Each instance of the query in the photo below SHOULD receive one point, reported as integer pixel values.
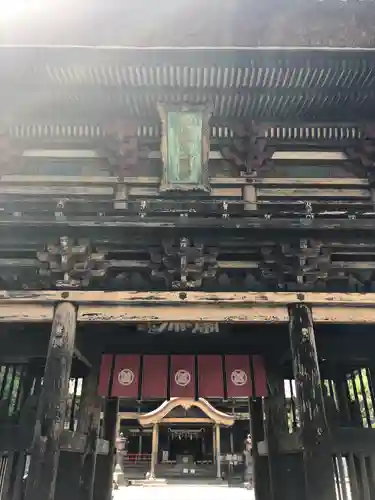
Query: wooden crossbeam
(133, 307)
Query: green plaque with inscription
(185, 147)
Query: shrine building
(187, 247)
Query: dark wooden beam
(361, 221)
(105, 464)
(52, 403)
(314, 428)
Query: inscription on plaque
(185, 147)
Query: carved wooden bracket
(364, 154)
(10, 155)
(121, 147)
(249, 149)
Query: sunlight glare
(14, 9)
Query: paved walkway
(183, 492)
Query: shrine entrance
(186, 438)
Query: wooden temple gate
(143, 181)
(317, 439)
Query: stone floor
(183, 492)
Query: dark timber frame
(277, 247)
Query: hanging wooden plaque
(185, 147)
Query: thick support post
(105, 464)
(89, 423)
(261, 479)
(51, 411)
(318, 464)
(214, 445)
(218, 451)
(285, 469)
(154, 453)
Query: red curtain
(105, 375)
(210, 377)
(126, 376)
(260, 379)
(155, 377)
(237, 368)
(182, 376)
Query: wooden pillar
(89, 423)
(261, 478)
(318, 464)
(155, 449)
(140, 442)
(285, 469)
(213, 444)
(105, 464)
(218, 451)
(45, 452)
(231, 440)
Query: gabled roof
(308, 23)
(45, 85)
(165, 408)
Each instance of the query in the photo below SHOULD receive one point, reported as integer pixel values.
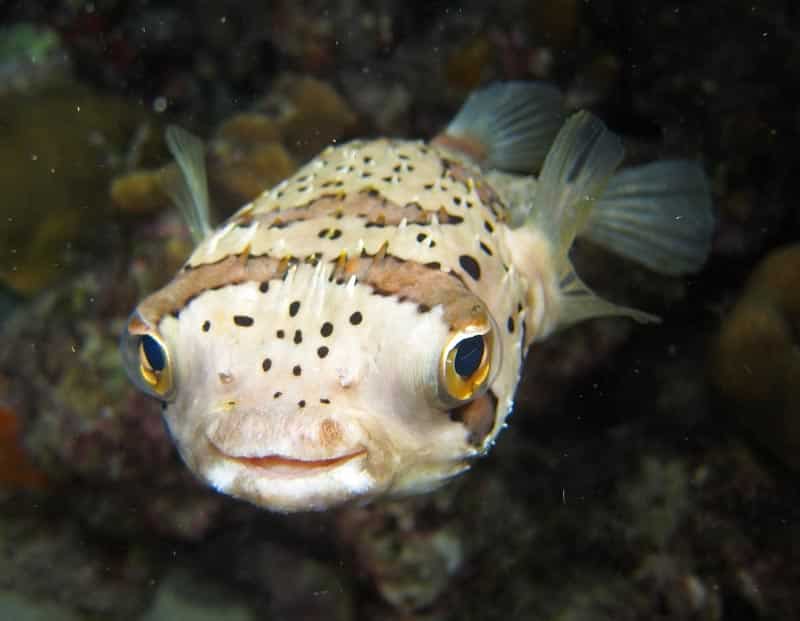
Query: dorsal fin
(583, 157)
(189, 191)
(508, 125)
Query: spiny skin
(307, 330)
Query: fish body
(359, 329)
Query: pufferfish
(359, 329)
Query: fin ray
(658, 214)
(580, 162)
(189, 192)
(579, 302)
(515, 122)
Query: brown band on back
(426, 286)
(367, 203)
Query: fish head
(305, 392)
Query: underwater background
(647, 472)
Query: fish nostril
(330, 433)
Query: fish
(358, 331)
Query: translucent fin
(513, 122)
(583, 157)
(190, 190)
(658, 214)
(517, 193)
(579, 302)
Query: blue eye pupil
(154, 353)
(469, 354)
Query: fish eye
(147, 359)
(468, 363)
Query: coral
(247, 157)
(139, 192)
(252, 151)
(308, 113)
(85, 426)
(755, 363)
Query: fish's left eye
(467, 365)
(147, 359)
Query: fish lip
(283, 465)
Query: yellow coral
(755, 364)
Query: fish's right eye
(147, 359)
(468, 363)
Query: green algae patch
(58, 150)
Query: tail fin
(658, 214)
(508, 125)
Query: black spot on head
(244, 321)
(470, 266)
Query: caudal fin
(658, 214)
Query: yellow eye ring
(466, 364)
(153, 363)
(147, 360)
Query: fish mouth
(282, 465)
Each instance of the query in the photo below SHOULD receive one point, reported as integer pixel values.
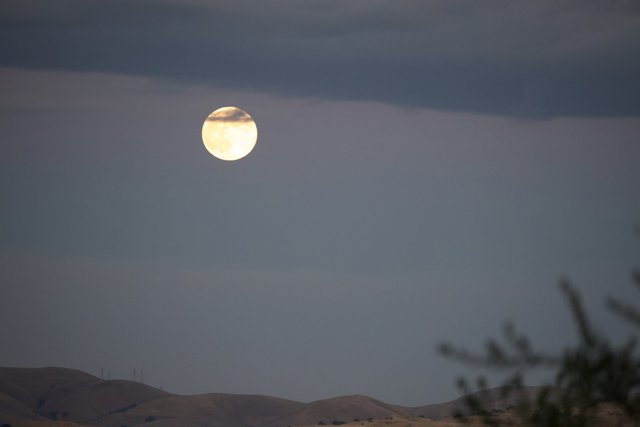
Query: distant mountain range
(40, 396)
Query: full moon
(229, 133)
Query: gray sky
(424, 171)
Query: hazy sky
(424, 170)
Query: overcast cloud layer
(516, 58)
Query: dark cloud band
(513, 58)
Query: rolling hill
(59, 396)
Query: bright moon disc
(229, 133)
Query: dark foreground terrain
(59, 396)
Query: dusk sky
(424, 171)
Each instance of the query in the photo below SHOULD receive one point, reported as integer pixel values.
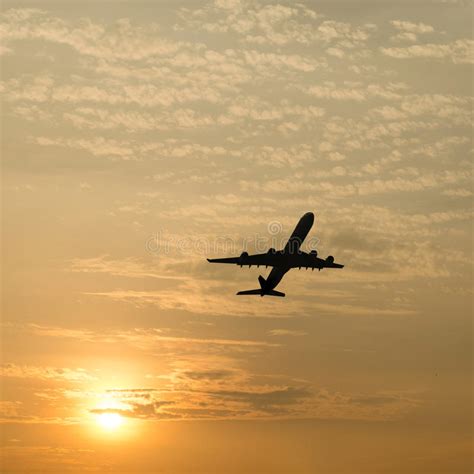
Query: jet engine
(243, 257)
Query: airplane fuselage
(282, 261)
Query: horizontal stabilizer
(259, 292)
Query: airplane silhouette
(282, 260)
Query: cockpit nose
(309, 217)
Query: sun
(110, 420)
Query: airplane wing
(266, 259)
(324, 263)
(317, 263)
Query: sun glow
(110, 420)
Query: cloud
(45, 373)
(418, 28)
(287, 332)
(459, 51)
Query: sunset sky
(140, 138)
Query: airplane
(282, 260)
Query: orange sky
(138, 139)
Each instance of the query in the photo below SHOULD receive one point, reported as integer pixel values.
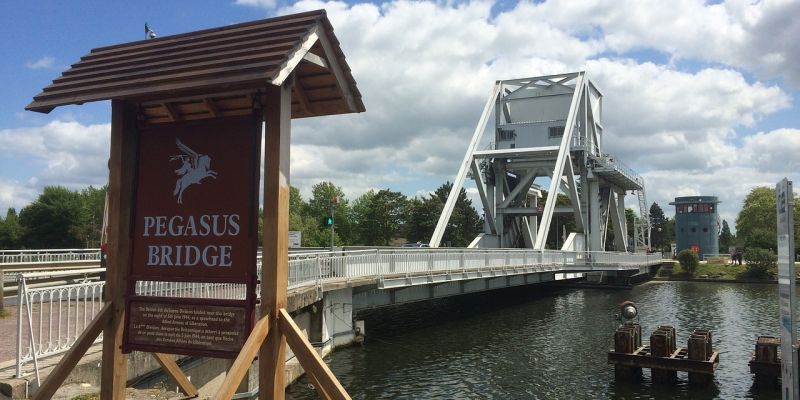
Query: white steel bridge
(51, 317)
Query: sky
(700, 97)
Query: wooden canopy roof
(215, 72)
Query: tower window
(505, 135)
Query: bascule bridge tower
(548, 135)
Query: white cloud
(66, 153)
(425, 70)
(755, 35)
(268, 4)
(46, 62)
(16, 194)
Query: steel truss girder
(510, 217)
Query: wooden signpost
(187, 112)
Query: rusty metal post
(661, 345)
(765, 363)
(699, 348)
(627, 339)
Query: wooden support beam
(309, 359)
(302, 98)
(173, 113)
(75, 353)
(174, 371)
(242, 363)
(272, 356)
(212, 107)
(315, 59)
(122, 165)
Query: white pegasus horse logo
(195, 168)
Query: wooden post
(766, 364)
(2, 291)
(699, 348)
(627, 339)
(272, 357)
(120, 196)
(661, 346)
(174, 371)
(326, 383)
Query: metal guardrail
(49, 255)
(50, 319)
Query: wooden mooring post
(662, 344)
(662, 355)
(766, 363)
(627, 339)
(699, 348)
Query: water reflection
(536, 343)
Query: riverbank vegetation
(63, 218)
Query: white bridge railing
(51, 318)
(51, 255)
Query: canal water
(545, 343)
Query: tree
(93, 201)
(726, 238)
(422, 217)
(464, 224)
(379, 216)
(57, 219)
(756, 224)
(658, 228)
(10, 230)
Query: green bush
(760, 263)
(688, 261)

* _WORK TO BE COMPLETED_:
All of the records above are to be written out exactly, minus their images.

* _REPLY_:
Each instance of the query in the photo below SHOULD receive one point, reported as integer pixel values.
Query: wooden crossbeam
(133, 307)
Query: green plaque with inscription
(185, 147)
Query: shrine building
(187, 247)
Query: dark wooden beam
(361, 221)
(105, 464)
(52, 403)
(314, 428)
Query: inscription on plaque
(185, 147)
Query: carved wooden bracket
(364, 154)
(10, 155)
(121, 147)
(249, 149)
Query: sunlight glare
(14, 9)
Query: paved walkway
(183, 492)
Query: shrine entrance
(186, 438)
Query: wooden temple gate
(143, 181)
(317, 439)
Query: stone floor
(183, 492)
Query: dark timber frame
(277, 247)
Query: hanging wooden plaque
(185, 147)
Query: thick support post
(105, 464)
(89, 423)
(261, 479)
(51, 411)
(318, 464)
(214, 445)
(218, 451)
(285, 469)
(154, 453)
Query: red curtain
(105, 375)
(210, 377)
(126, 376)
(260, 379)
(155, 377)
(237, 368)
(182, 376)
Query: wooden pillar
(89, 423)
(261, 478)
(318, 464)
(155, 449)
(140, 442)
(285, 469)
(213, 444)
(105, 464)
(218, 451)
(45, 452)
(231, 440)
Query: gabled roof
(308, 23)
(45, 85)
(165, 408)
Each instance of the query in the photo below SHOULD receive one point, reported as integer pixel values.
Query: dorsal fin
(583, 157)
(189, 191)
(508, 125)
Query: spiny skin
(307, 330)
Query: fish body
(359, 329)
Query: pufferfish
(359, 329)
Query: fin ray
(658, 214)
(580, 162)
(189, 192)
(579, 302)
(515, 122)
Query: brown band on back
(426, 286)
(367, 203)
Query: fish head
(305, 392)
Query: underwater background
(647, 472)
Query: fish nostril
(330, 433)
Query: fish
(358, 331)
Query: translucent fin
(513, 122)
(583, 157)
(190, 190)
(658, 214)
(517, 193)
(579, 302)
Query: blue eye pupil
(154, 353)
(469, 354)
Query: fish eye
(147, 359)
(468, 363)
Query: coral
(247, 157)
(139, 192)
(252, 151)
(308, 113)
(85, 426)
(755, 363)
Query: fish's left eye
(467, 365)
(147, 359)
Query: fish lip
(283, 465)
Query: yellow coral
(755, 364)
Query: fish's right eye
(147, 359)
(468, 363)
Query: green algae patch
(58, 150)
Query: tail fin
(658, 214)
(508, 125)
Query: black spot on head
(244, 321)
(470, 266)
Query: caudal fin
(658, 214)
Query: yellow eye ring
(466, 364)
(153, 363)
(147, 360)
Query: fish mouth
(282, 465)
Each instance of the query in the photo below SHOULD receive one point, reported as integer pixel values.
Query: distant mountain range
(40, 396)
Query: full moon
(229, 133)
Query: gray sky
(424, 171)
Query: hazy sky
(424, 170)
Query: overcast cloud layer
(516, 58)
Query: dark cloud band
(513, 58)
Query: rolling hill
(59, 396)
Query: bright moon disc
(229, 133)
Query: dark foreground terrain
(59, 396)
Query: dusk sky
(424, 171)
Each instance of the query in the photo below SHOULD receive one point, reported as integer pixel values.
Query: jet engine
(243, 257)
Query: airplane fuselage
(282, 261)
Query: horizontal stabilizer
(259, 292)
Query: airplane silhouette
(282, 260)
Query: cockpit nose
(309, 217)
Query: sun
(110, 420)
Query: airplane wing
(266, 259)
(324, 263)
(317, 263)
Query: sun glow
(110, 420)
Query: cloud
(45, 373)
(418, 28)
(287, 332)
(459, 51)
Query: sunset sky
(140, 138)
Query: airplane
(282, 260)
Query: orange sky
(138, 139)
Each instance of the query in the photo below SHOULD receive one point, reported as integer pixel values.
Query: white steel bridge
(51, 317)
Query: sky
(700, 97)
Query: wooden canopy roof
(215, 72)
Query: tower window
(505, 135)
Query: bascule bridge tower
(548, 135)
Query: white cloud
(66, 153)
(425, 70)
(755, 35)
(268, 4)
(46, 62)
(16, 194)
Query: steel truss girder
(510, 217)
Query: wooden signpost
(187, 112)
Query: rusty metal post
(661, 345)
(765, 363)
(699, 348)
(627, 339)
Query: wooden support beam
(309, 359)
(302, 98)
(173, 113)
(75, 353)
(174, 371)
(242, 363)
(272, 356)
(212, 107)
(315, 59)
(122, 165)
Query: white pegasus horse logo
(195, 168)
Query: wooden post
(766, 364)
(2, 291)
(699, 348)
(627, 339)
(272, 357)
(120, 196)
(661, 346)
(174, 371)
(326, 383)
Query: metal guardrail
(49, 255)
(50, 319)
Query: wooden mooring post
(662, 344)
(662, 355)
(766, 363)
(627, 339)
(699, 348)
Query: water reflection
(536, 343)
Query: riverbank vegetation
(63, 218)
Query: white bridge railing
(51, 318)
(51, 255)
Query: canal water
(545, 343)
Query: tree
(93, 201)
(726, 238)
(422, 217)
(464, 224)
(379, 216)
(57, 219)
(756, 224)
(658, 228)
(10, 230)
Query: green bush
(760, 263)
(688, 261)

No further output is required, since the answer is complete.